Exercise details - Each line below from the line with "Locate the dog's chest" to the line with "Locate the asphalt" must be copied exactly, including those two, and no picture may appear in the copy.

### Information supplied ###

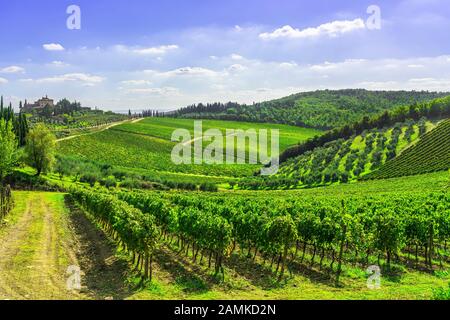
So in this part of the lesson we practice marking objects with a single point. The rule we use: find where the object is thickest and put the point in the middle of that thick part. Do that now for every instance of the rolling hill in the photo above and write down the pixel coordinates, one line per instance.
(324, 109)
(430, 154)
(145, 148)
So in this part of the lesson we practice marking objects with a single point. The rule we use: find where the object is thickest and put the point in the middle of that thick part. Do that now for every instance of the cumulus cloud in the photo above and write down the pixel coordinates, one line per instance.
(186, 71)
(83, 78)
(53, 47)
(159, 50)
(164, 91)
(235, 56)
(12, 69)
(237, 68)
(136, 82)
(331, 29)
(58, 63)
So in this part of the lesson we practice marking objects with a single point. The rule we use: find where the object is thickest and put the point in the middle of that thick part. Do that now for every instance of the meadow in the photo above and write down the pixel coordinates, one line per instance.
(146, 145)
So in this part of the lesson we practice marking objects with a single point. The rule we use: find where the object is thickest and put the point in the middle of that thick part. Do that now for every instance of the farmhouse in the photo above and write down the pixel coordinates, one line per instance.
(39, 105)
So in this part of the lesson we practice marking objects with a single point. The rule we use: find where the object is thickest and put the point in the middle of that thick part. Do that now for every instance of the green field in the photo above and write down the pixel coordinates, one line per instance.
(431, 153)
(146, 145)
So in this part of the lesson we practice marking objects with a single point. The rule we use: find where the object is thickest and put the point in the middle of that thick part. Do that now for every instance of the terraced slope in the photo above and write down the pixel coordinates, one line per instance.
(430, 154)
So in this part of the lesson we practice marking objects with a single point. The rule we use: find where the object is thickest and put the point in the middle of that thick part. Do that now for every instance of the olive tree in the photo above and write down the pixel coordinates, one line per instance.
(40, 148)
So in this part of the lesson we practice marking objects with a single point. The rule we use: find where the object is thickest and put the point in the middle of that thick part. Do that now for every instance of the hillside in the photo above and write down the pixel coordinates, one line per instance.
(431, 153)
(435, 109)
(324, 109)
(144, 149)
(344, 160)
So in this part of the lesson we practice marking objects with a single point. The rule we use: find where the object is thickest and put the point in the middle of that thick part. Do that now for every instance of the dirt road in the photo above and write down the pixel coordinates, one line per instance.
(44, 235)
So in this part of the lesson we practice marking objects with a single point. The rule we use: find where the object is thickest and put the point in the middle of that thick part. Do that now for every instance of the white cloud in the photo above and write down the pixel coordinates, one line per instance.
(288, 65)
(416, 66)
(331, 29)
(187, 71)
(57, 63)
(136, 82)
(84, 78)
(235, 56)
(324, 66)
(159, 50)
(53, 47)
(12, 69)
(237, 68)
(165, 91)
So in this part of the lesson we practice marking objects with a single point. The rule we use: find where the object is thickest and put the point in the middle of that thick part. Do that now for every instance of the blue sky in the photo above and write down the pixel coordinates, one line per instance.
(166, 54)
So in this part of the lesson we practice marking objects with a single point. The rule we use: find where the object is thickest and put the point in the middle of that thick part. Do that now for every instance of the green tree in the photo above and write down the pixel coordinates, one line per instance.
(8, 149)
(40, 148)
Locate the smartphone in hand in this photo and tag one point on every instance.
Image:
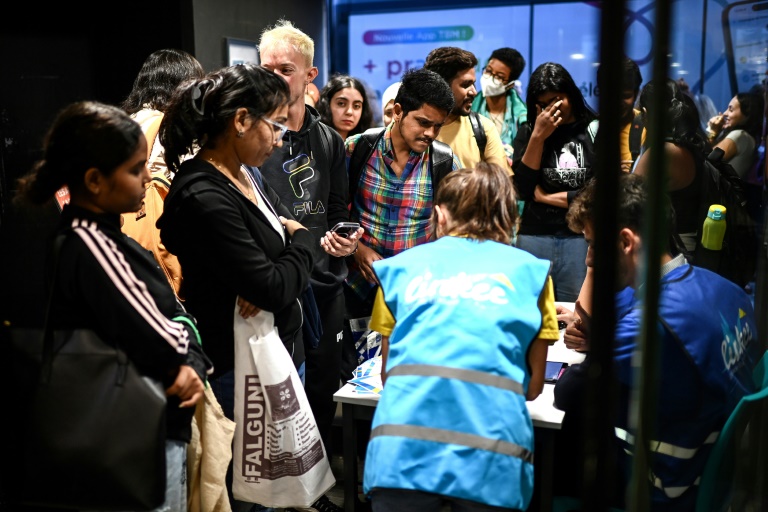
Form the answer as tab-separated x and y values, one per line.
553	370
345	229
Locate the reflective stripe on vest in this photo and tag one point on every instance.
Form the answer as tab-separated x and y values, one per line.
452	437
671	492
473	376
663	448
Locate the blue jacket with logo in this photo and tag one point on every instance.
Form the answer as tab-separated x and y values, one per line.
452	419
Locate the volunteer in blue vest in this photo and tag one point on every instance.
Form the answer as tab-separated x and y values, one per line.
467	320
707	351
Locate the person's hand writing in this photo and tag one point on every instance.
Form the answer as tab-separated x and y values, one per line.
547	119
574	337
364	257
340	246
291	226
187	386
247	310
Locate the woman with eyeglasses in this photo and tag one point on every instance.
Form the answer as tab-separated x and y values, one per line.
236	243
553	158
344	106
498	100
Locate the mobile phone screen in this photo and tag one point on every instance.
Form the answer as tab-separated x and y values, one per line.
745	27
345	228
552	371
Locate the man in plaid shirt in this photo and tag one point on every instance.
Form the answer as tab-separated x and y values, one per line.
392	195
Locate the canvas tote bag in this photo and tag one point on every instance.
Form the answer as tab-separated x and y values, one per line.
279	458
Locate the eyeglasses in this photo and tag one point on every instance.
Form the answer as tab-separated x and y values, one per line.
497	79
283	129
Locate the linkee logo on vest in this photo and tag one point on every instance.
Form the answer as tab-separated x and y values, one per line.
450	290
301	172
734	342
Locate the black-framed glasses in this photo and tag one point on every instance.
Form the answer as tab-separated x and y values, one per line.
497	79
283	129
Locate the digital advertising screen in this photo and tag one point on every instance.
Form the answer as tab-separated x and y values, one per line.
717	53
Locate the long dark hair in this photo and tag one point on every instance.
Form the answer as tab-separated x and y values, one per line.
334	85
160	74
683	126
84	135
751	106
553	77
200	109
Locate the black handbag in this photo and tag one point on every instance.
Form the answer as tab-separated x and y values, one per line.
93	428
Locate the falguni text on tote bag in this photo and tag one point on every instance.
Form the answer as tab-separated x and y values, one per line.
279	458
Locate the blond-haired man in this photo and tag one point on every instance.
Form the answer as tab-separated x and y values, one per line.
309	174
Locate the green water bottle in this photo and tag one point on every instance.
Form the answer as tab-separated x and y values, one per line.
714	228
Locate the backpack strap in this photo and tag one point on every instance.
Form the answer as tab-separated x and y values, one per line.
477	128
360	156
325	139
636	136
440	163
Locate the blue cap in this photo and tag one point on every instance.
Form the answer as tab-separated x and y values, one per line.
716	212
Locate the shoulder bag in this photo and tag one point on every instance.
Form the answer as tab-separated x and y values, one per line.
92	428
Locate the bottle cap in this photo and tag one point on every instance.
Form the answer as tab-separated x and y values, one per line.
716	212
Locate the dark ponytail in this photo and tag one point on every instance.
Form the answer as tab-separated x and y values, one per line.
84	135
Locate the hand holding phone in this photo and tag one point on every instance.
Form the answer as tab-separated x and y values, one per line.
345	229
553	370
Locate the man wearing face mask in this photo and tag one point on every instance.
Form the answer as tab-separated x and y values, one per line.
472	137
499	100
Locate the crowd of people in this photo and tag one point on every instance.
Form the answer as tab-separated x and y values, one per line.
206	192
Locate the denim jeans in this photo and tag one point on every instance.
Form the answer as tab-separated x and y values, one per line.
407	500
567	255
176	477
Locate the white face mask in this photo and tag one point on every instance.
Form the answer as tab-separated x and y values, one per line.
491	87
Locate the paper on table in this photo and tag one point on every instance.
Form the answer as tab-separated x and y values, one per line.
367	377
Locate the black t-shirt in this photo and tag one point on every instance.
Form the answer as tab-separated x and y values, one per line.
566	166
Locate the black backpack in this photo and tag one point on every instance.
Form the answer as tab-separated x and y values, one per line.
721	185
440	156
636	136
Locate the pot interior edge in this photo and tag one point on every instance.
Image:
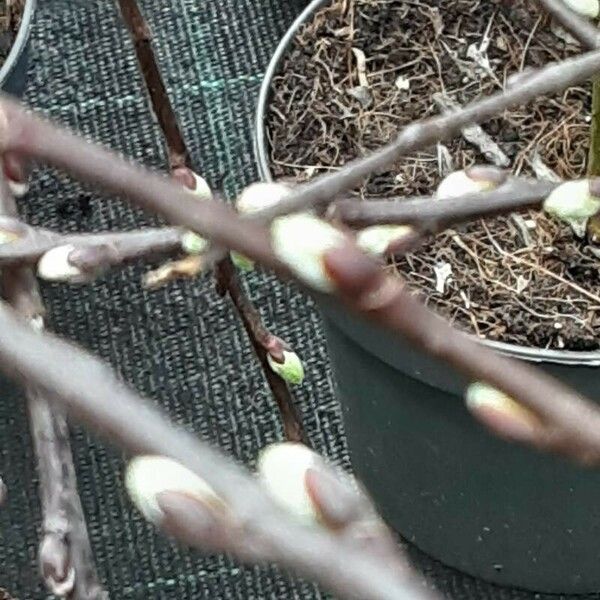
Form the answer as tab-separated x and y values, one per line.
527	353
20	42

###
### Information supplied ###

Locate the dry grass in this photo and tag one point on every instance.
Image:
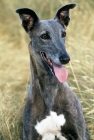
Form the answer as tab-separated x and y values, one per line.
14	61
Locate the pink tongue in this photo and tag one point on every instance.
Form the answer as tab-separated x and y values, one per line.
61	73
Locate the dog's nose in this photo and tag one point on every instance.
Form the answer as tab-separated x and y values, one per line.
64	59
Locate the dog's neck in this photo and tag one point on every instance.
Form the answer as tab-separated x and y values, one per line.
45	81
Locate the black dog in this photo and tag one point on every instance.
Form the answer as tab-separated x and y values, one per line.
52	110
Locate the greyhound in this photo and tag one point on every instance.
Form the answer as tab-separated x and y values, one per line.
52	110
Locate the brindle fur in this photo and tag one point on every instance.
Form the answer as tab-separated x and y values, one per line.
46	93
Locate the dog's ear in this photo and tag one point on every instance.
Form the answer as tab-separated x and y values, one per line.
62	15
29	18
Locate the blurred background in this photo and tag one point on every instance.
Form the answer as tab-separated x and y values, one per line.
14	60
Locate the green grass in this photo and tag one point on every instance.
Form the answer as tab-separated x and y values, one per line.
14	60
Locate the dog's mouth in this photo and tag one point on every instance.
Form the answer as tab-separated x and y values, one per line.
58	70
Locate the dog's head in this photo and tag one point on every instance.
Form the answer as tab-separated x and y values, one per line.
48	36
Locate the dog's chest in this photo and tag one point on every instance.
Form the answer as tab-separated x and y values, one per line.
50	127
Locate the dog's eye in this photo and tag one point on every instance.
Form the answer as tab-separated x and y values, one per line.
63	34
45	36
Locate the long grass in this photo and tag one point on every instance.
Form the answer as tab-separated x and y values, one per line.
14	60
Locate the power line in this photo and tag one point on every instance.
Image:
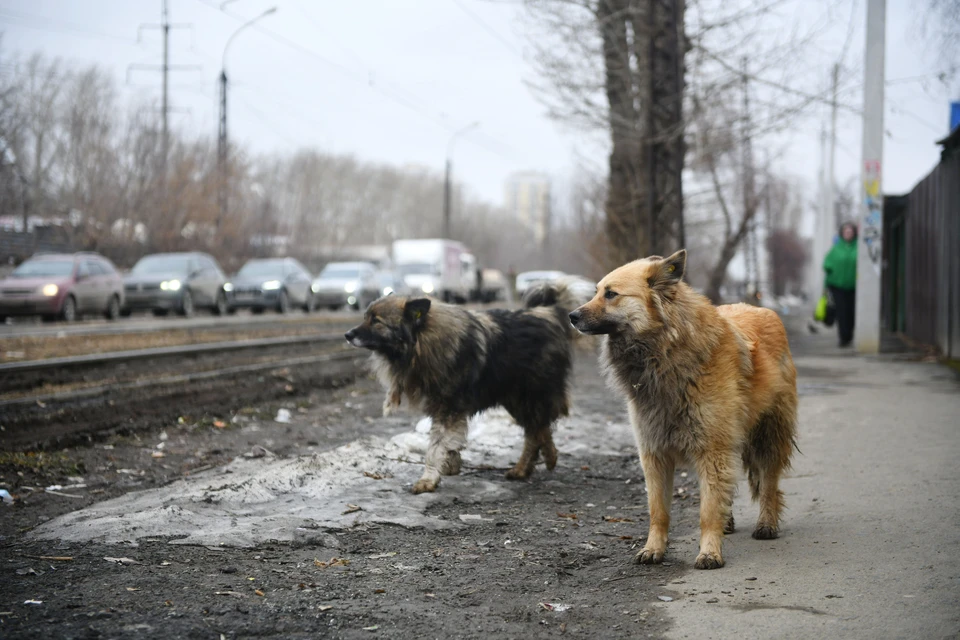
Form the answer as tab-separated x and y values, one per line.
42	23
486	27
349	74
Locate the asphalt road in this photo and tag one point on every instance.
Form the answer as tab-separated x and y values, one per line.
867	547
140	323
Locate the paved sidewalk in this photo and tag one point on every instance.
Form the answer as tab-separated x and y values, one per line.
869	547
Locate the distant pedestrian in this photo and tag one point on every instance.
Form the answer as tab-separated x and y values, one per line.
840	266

###

Written response -
Locate the dog's chest in this photo and tag one point on every instance.
Form the answer as tab-separated x and y values, one per line.
50	127
Locate the dog's eye in this photo and tag one point on every instance.
Form the answer as tab-separated x and y values, one per line.
63	34
45	36
Locate the long grass in this photo and tag one point on every instance.
Form the answer as tab-separated x and y values, one per line.
14	60
Locate the power line in this photo and tag one point on every instance.
Image:
Form the answer as tab-separated x and y values, one per line.
42	23
486	27
349	74
Locate the asphalt road in this photo and tag one point on every instance.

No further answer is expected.